> **Your goal**: Pull out each line in the rows below that contains the word "woman".

— BEGIN Data entries —

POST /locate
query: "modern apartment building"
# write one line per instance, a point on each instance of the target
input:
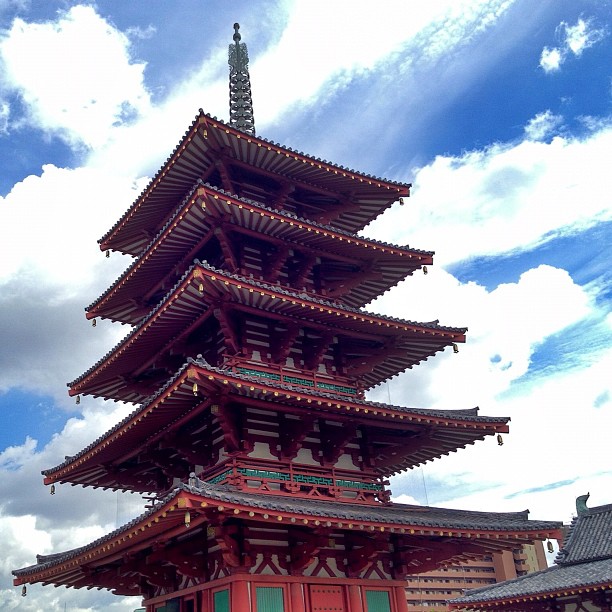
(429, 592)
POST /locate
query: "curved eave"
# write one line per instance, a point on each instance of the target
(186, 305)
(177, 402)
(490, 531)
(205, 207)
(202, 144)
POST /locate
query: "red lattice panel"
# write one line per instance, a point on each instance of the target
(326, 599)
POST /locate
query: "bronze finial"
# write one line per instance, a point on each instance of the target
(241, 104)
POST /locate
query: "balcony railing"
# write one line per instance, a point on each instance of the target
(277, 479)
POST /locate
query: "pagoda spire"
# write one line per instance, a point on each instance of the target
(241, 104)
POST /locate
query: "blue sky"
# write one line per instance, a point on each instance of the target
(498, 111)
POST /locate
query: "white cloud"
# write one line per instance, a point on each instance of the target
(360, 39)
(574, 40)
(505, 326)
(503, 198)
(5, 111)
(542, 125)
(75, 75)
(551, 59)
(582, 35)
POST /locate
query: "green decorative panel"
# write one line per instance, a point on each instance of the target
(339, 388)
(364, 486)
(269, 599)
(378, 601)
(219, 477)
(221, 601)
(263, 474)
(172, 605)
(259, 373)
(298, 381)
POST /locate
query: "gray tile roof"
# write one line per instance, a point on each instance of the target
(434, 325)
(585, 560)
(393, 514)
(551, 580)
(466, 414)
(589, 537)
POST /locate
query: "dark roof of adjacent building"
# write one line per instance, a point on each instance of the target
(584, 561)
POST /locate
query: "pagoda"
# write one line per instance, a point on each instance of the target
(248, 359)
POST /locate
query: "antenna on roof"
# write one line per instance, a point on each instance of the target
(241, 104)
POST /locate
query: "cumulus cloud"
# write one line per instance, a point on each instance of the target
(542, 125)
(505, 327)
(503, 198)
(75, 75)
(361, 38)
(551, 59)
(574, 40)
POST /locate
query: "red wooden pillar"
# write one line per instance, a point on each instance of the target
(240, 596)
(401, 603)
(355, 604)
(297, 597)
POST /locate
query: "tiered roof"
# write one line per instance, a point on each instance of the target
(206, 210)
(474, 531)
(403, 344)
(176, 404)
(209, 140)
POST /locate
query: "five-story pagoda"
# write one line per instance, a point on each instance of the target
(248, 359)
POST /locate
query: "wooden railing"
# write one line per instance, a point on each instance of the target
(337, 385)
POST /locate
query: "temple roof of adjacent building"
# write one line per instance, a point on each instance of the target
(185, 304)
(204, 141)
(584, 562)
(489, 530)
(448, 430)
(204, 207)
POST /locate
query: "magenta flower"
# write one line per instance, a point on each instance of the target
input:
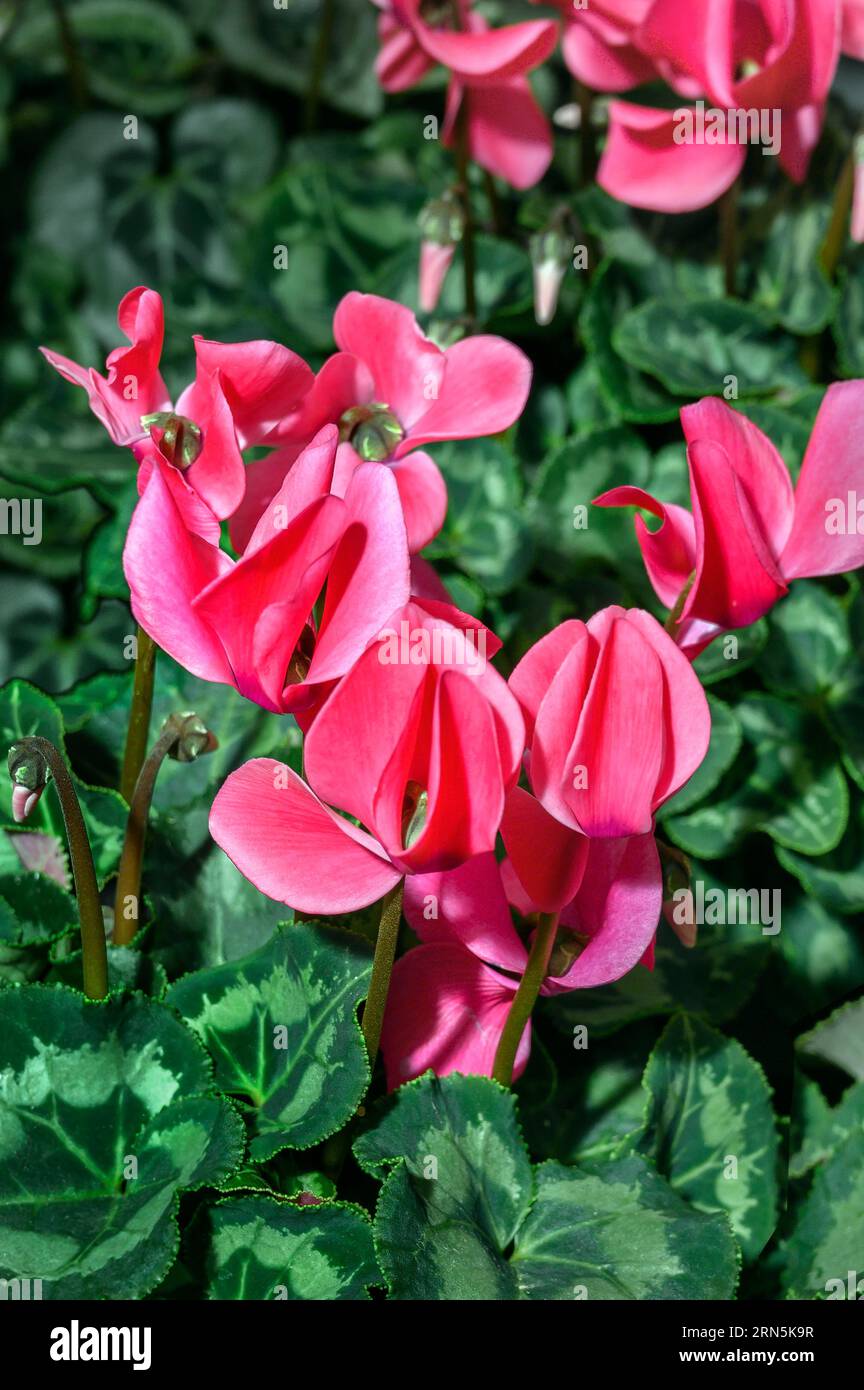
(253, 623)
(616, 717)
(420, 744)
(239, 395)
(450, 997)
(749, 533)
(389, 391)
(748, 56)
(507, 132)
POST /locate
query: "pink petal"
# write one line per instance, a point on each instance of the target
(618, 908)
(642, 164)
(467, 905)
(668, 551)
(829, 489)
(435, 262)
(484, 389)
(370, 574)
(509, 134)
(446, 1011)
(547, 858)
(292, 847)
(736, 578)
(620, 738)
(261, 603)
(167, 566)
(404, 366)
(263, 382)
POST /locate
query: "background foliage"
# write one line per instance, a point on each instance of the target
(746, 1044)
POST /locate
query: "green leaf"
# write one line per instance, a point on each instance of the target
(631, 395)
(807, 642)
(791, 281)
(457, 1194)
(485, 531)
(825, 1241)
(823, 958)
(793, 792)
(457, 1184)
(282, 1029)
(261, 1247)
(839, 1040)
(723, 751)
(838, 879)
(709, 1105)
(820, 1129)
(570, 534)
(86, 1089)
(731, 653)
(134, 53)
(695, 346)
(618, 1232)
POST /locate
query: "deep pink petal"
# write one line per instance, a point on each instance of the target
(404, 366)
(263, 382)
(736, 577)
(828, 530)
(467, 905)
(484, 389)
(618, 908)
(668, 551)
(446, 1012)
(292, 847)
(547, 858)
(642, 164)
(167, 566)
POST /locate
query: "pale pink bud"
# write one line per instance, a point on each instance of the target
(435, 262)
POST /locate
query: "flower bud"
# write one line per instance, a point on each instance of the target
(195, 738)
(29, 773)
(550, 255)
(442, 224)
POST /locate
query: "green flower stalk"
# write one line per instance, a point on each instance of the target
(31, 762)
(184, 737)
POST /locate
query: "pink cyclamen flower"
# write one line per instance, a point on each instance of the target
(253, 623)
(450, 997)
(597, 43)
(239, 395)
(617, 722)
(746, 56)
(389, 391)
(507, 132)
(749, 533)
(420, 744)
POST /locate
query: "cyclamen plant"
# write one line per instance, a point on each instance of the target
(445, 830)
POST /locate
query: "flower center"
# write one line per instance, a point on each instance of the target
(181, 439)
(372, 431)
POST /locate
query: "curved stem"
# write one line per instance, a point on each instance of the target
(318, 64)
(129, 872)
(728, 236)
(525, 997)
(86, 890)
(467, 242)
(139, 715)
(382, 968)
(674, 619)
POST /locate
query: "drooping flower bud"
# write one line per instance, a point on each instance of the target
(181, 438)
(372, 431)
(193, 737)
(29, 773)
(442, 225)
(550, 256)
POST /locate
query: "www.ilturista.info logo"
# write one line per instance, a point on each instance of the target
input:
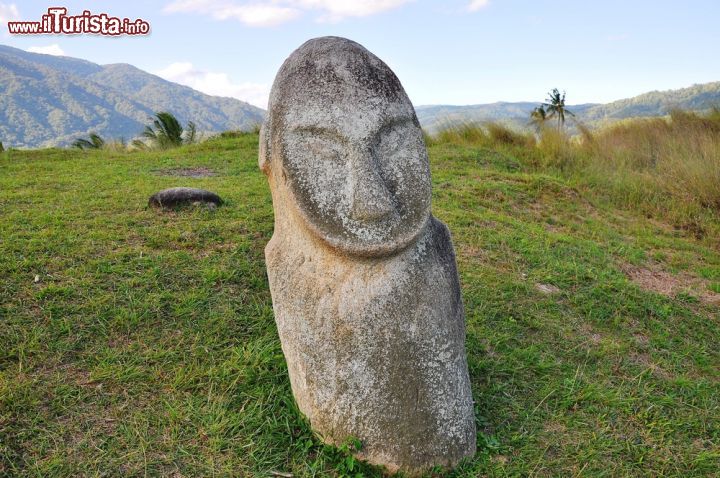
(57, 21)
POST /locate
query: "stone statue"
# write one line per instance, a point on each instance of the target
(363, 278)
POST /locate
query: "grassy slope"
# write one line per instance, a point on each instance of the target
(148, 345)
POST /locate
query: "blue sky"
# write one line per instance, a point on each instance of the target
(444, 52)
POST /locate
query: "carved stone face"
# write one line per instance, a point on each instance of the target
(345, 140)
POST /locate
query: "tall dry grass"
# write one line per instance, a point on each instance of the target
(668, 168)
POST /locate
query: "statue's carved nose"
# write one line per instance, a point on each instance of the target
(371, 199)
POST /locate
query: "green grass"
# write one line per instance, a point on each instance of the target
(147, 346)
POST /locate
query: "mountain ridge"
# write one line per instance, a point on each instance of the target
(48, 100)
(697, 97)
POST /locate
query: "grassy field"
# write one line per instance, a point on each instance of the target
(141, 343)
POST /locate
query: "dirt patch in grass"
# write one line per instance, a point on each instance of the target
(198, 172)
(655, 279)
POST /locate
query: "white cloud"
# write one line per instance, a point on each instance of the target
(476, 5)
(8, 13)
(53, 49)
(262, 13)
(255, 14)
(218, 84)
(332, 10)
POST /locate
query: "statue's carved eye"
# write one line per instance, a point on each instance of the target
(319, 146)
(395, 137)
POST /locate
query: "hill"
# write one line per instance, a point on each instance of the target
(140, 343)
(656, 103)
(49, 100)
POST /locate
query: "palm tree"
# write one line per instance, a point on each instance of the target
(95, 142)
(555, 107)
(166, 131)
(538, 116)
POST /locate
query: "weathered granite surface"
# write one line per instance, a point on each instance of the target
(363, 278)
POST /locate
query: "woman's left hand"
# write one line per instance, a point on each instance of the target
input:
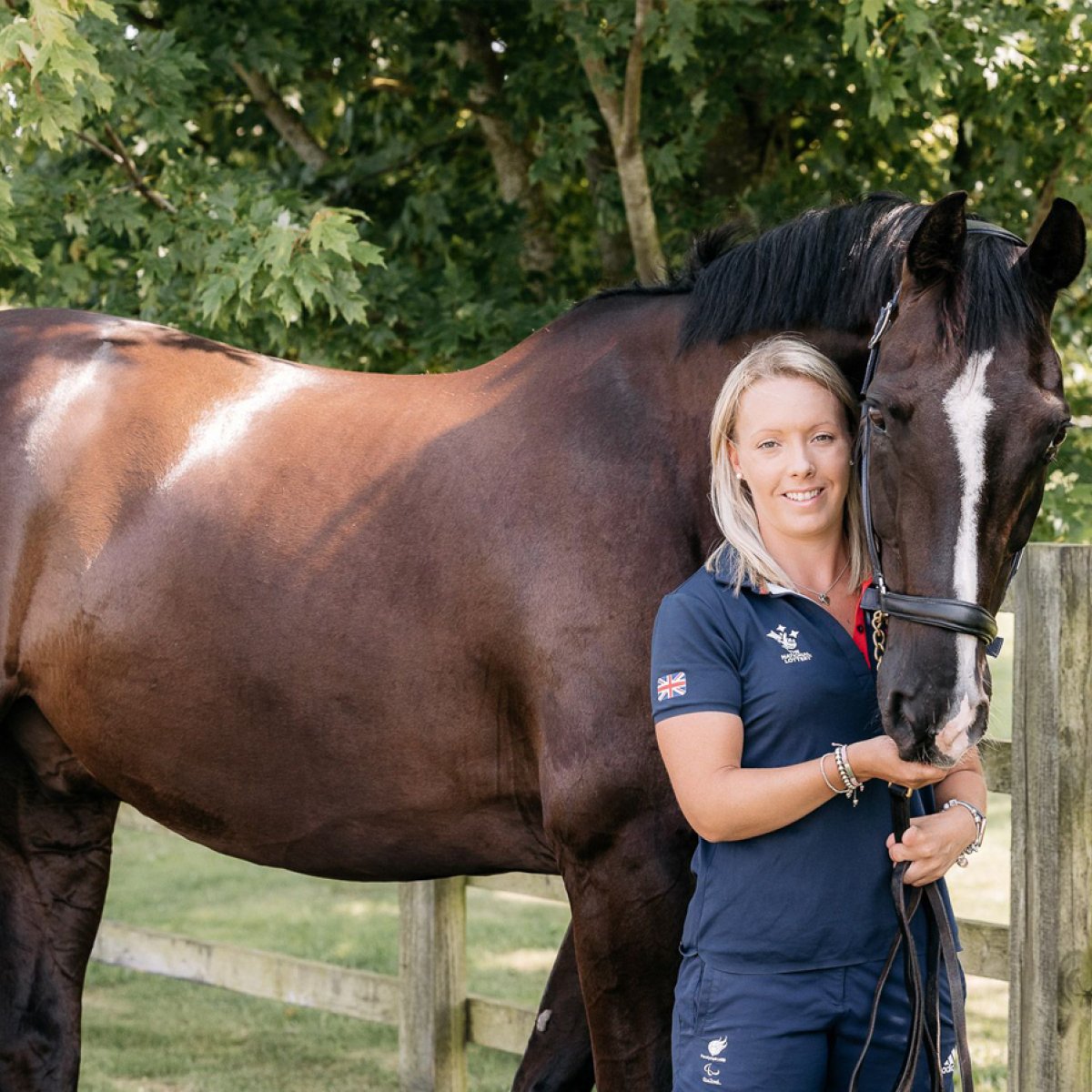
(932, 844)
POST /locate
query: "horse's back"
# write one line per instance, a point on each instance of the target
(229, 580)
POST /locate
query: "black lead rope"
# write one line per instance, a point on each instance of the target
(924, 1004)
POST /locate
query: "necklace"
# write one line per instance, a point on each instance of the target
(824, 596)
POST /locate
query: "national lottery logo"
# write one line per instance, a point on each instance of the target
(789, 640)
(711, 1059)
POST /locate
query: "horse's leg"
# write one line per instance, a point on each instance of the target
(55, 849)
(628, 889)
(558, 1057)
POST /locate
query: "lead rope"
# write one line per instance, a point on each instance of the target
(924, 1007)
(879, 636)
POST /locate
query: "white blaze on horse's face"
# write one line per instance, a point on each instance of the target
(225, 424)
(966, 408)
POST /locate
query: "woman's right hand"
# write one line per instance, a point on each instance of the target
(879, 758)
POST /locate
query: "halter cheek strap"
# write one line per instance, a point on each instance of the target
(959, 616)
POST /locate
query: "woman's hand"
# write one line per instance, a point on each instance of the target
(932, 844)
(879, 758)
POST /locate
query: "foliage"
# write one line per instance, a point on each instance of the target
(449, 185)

— END Data entries —

> **Solved problem**:
query: "woman's left hand"
query: "woman's right hand"
query: "woman's hand"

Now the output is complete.